§ DO THIS: Turn every one of the rows below into a numbered list, leaving out any blank lines.
>>>
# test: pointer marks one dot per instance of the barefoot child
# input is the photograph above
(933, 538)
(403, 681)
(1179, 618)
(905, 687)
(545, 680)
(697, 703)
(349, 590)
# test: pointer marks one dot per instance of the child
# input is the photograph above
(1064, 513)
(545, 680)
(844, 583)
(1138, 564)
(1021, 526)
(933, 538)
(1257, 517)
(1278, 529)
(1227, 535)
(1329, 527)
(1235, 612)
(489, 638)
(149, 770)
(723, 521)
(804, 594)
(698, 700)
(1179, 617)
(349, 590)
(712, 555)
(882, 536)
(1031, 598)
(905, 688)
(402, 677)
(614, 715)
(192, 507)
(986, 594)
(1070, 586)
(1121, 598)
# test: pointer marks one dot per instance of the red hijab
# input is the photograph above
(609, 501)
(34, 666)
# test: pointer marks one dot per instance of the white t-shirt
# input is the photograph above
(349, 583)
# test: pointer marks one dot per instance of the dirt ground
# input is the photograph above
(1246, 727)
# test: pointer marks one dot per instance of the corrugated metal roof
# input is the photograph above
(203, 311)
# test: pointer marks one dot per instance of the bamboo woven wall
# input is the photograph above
<<<
§ FULL ANSWER:
1. # test: pointer marks one dot per instance of the barefoot child
2. # input is the photograph above
3. (933, 538)
4. (403, 681)
5. (1179, 618)
6. (905, 687)
7. (545, 680)
8. (697, 703)
9. (349, 590)
10. # test: pointer marks one dot per instance of the child
11. # input is the photograph above
12. (1064, 513)
13. (545, 680)
14. (844, 583)
15. (1138, 564)
16. (1021, 526)
17. (933, 538)
18. (1257, 517)
19. (1278, 529)
20. (1227, 535)
21. (1329, 527)
22. (1235, 612)
23. (489, 638)
24. (149, 770)
25. (723, 521)
26. (804, 594)
27. (698, 700)
28. (1179, 617)
29. (349, 590)
30. (712, 555)
31. (882, 536)
32. (1031, 598)
33. (905, 688)
34. (402, 677)
35. (614, 715)
36. (192, 507)
37. (986, 594)
38. (1070, 586)
39. (1121, 598)
40. # test: pointer marks one dot per instance of the red hijab
41. # input is the photograph above
42. (609, 501)
43. (34, 666)
44. # test: pointer marks one dot per instance of the white t-shirt
45. # input is the photograph above
46. (349, 583)
47. # test: pointer marks one dot per instance of the dirt ground
48. # input is the photograph above
49. (1246, 727)
50. # test: pointer marks one dot per instance of the corrugated metal roof
51. # input is the photograph above
52. (203, 311)
53. # test: pointer marks one dot per instance of the bamboo woven wall
54. # input is the photograph above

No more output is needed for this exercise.